## Required work
Output, exactly as written, the lines below from the one that has "like [(98, 349)]." through the one that has "like [(87, 180)]."; nothing else, and no pictures.

## Data to process
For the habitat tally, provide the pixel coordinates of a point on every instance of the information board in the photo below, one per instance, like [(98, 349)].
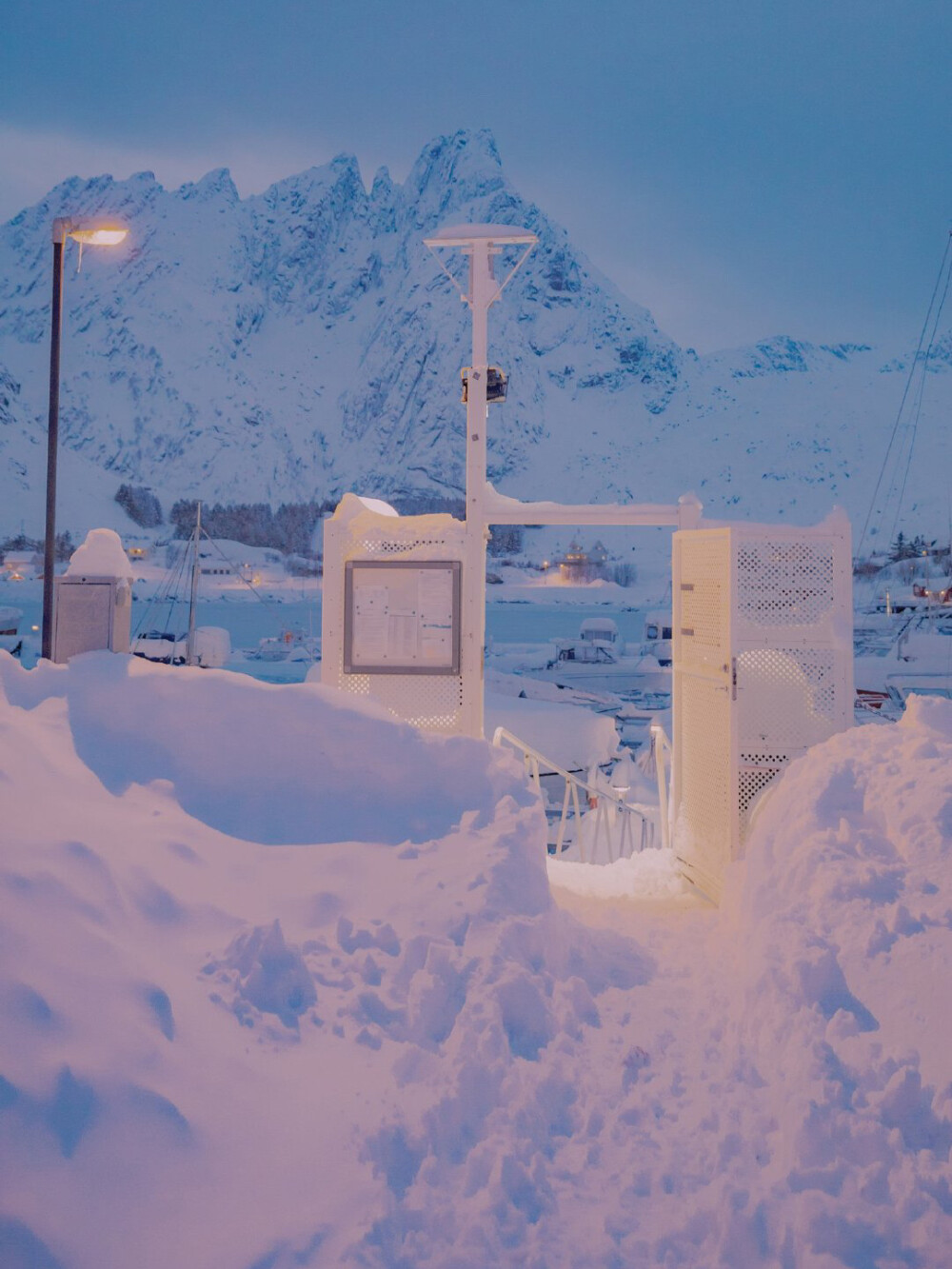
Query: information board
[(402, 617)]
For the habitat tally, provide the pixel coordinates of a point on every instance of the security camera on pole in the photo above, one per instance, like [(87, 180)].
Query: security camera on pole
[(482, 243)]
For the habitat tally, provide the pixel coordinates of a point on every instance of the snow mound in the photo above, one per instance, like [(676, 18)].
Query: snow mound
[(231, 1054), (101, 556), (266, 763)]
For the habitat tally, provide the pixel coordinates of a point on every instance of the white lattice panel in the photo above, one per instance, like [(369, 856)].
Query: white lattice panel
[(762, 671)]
---
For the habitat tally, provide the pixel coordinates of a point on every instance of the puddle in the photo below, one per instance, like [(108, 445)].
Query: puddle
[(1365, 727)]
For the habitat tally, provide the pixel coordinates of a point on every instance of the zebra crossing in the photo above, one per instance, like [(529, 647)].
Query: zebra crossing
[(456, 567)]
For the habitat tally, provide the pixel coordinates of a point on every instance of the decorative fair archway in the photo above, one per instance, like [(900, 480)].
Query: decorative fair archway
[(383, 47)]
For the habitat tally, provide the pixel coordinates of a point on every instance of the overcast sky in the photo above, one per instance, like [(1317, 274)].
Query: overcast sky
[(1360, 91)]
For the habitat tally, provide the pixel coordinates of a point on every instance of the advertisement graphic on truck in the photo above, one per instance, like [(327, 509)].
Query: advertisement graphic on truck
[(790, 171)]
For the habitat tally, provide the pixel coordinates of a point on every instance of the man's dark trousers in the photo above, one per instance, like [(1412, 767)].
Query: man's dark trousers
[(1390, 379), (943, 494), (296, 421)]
==
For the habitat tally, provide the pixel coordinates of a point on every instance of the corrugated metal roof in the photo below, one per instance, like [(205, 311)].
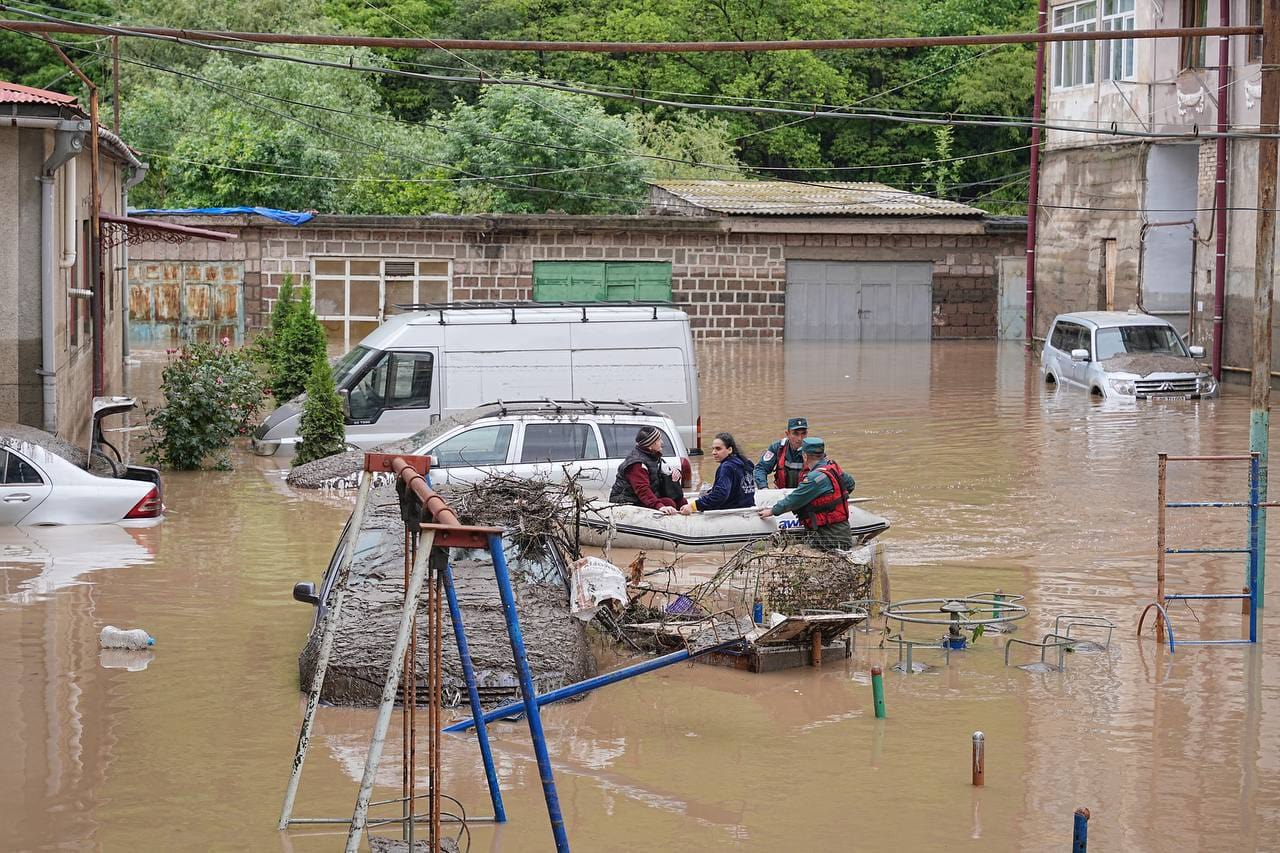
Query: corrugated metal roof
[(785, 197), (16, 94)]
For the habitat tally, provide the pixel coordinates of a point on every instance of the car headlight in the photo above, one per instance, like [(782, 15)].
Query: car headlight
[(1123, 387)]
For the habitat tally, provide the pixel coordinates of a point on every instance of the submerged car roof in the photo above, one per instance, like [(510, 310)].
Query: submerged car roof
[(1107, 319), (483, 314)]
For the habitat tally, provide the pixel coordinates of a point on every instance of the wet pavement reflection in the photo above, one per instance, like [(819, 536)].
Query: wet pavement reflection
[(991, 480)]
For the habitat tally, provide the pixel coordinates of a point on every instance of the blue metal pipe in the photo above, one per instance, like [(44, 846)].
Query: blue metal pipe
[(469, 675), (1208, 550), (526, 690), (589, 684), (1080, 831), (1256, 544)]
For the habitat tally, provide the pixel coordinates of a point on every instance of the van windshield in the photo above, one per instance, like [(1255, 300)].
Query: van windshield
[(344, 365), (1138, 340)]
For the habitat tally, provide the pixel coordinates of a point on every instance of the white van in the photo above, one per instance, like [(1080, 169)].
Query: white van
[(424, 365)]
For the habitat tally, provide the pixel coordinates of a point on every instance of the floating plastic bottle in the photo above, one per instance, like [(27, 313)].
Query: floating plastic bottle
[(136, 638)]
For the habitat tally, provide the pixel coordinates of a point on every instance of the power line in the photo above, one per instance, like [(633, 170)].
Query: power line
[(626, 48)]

## Answer section
For the habitat tally, provide the pixel coordinates of a point on every instance of the information board in the photo below, one per instance, like [(98, 349)].
Query: information board
[(402, 617)]
For the habitat tally, provide the pixel coordinates of a point on every instance of the security camera on pole in the photo above, one per instance, like [(87, 180)].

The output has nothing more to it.